> [What you are asked to do]: Transcribe the passage of the broadband discussion article from "Vermont Lieutenant Governor" to "first topic: broadband." word for word.

> [Selected passage]:

○ ○ ○ ○ ○ ○ ○

Vermont Lieutenant Governor Launches Discussion Series To Address Key Pandemic Topics
Vermont’s new Lieutenant Governor recently kicked off a new discussion series that is intended to bring together experts and advocates on critical topics the state is facing in the wake of the coronavirus pandemic. The first topic: broadband.
Vermont Democratic Lieutenant Governor Molly Gray started the “Seat at the Table” series this week to highlight how the pandemic is affecting services and economic opportunity across the state.
The Democrat says while high speed internet access is not a new issue, lack of access is impacting communities in new ways. “From telehealth to online learning and remote work to economic opportunity and public safety broadband has been the pathway, or the highway rather, for a lot of basic human needs across the state. So today is about elevating those needs and elevating the voices of communities impacted across Vermont.”
With many professionals working from home Vermont Chamber of Commerce President Betsy Bishop says business owners need reliable high speed internet available both at their business and for their remote workers. “Employers are looking at what post-pandemic world looks like. They’re talking about bringing back their workers but the majority of them are talking about a hybrid model. So it’s important to make sure that our entire state is covered so people are not now looking at a new normal where they’re restricted to job access based on where they live or what their broadband connection is.”
Vermont Principals’ Association Executive Director Jay Nichols said about 20 percent of students do not have access to reliable internet and the pandemic highlights not only limited access but affordability and educational impacts. “The pandemic actually has served to widen the learning gap between the haves and have nots just based on where someone lives and whether or not they can have access. As schools turn more and more into the uses of technology to augment and innovate instructionally we need to make sure that all students have access to high quality internet at their homes. And that’s not just during a pandemic. That’s during normal times whatever the new normal is going to look like. We need to get to a place where all students have that access. It needs to be a fundamental human rights issue for our students.”
Broadband needs extend beyond business and education. AARP Vermont Director of Advocacy Philene Taormina said their members need it to access support services and to safely age in place. “There’s also civic engagement, connections to friends and family, entertainment, educational opportunities, telehealth and all kinds of vital programs that people access online now. So they completely are shut out if they don’t have access to high speed internet. The other issue is affordability. As income declines so does high speed internet access.”
Taormina added that AARP is among the groups pushing for broadband to be considered a public utility just like electric and water. “The difference is that with electric and water you turn on a light switch, you turn on the faucet. With broadband or high speed internet just because it gets to your door doesn’t mean you know how to use it. There’s a real expectation that people who have access to the internet know how to use it in every way and older Vermonters definitely need more help with that.”
Vermont Public Interest Research Group Communications and Engagement Director Zach Tomanelli says even if broadband access is made available the state must address affordability. “We are often focused on the sort of geographic lack of access. But if you can’t afford the monthly service then it doesn’t really matter because you have the technology running outside your windows. This digital divide, this lack of access, it’s not going to just go away. So this is something that I think that the state needs to be keenly focused on and start thinking about what are possible long term solutions.”

○ ○ ○ ○ ○ ○ ○

> [Given material]:

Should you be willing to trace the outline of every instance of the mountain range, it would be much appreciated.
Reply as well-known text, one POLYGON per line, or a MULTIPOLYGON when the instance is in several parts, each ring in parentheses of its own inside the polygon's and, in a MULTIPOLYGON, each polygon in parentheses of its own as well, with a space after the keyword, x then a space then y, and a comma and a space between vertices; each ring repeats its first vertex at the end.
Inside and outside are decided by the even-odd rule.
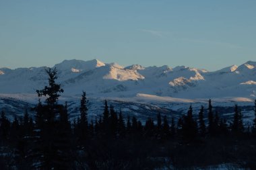
MULTIPOLYGON (((256 62, 216 71, 179 66, 122 67, 97 59, 64 60, 53 68, 65 95, 171 97, 186 99, 256 97, 256 62)), ((35 93, 47 85, 47 67, 0 69, 0 93, 35 93)))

○ ○ ○ ○ ○ ○ ○

> [Exercise answer]:
Vermont Lieutenant Governor Launches Discussion Series To Address Key Pandemic Topics
Vermont’s new Lieutenant Governor recently kicked off a new discussion series that is intended to bring together experts and advocates on critical topics the state is facing in the wake of the coronavirus pandemic. The first topic: broadband.